La hausse des coûts énergétiques, la consolidation des clients, la faiblesse du dollar canadien et l’impact d’Internet en complément des médias écrits sont autant d’autres facteurs avec lesquels l’industrie de l’impression devra s’adapter au cours des prochaines années. On a bien sûr des stratégies en place pour contrer chacun de ces enjeux.

Du point de vue de la gestion des ressources humaines, il faudra aussi compter sur des difficultés croissantes d’acquisition et de rétention de ressources en raison du vieillissement de la population, d’une plus grande variété dans les besoins de la main-d’œuvre, des enjeux dans l’organisation du travail et j’en passe.

Est-ce à dire que la « guerre des talents » a commencé ?

Je ne crois pas que l’on puisse parler déjà de guerre des talents mais dans certains domaines tels la finance ou l’informatique, on constate des périodes de recrutement plus longues qu’auparavant.

Qu’est-ce que cela implique pour le futur du point de vue de la rémunération et de la gestion des ressources humaines ?

Premièrement, il faudra faire preuve de créativité dans la personnalisation des offres d’emplois afin de nous démarquer de la concurrence. En effet, les ressources disponibles auront fort probablement le privilège de choisir leur employeur en fonction de leurs intérêts et de leurs besoins. Prenez par exemple les différences de générations. Selon moi, les X et les Y veulent exactement la même chose : réussir leur vie professionnelle et personnelle. On peut néanmoins s’attendre à devoir revoir plusieurs de nos pratiques actuelles et par le fait même introduire une flexibilité accrue dans le traitement de la rémunération globale, ce qu’on appelle l’offre « cafétéria ».

Le groupe a-t-il opéré, ces dernières années, des changements importants dans son organisation?

* _DONNÉES BRUTES_:

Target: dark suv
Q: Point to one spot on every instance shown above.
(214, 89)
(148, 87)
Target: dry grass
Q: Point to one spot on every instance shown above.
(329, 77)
---
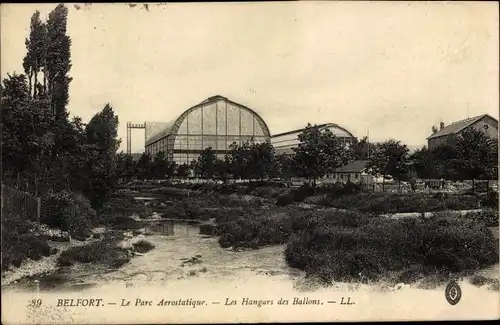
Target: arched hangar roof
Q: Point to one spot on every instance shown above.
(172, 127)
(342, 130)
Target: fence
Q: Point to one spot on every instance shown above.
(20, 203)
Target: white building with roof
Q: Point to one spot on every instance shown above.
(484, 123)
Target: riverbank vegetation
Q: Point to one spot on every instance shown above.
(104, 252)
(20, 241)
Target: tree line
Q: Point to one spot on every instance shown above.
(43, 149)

* _OBJECTIF DE L'EXERCICE_:
Selon l'extrait choisi, pourquoi faudra-t-il faire preuve de créativité dans la personnalisation des offres d'emploi ? Répondez en une à trois phrases.

* _SOLUTION DE L'EXERCICE_:
Il s'agira de se démarquer de la concurrence. En effet, les ressources disponibles auront fort probablement le privilège de choisir leur employeur en fonction de leurs intérêts et de leurs besoins.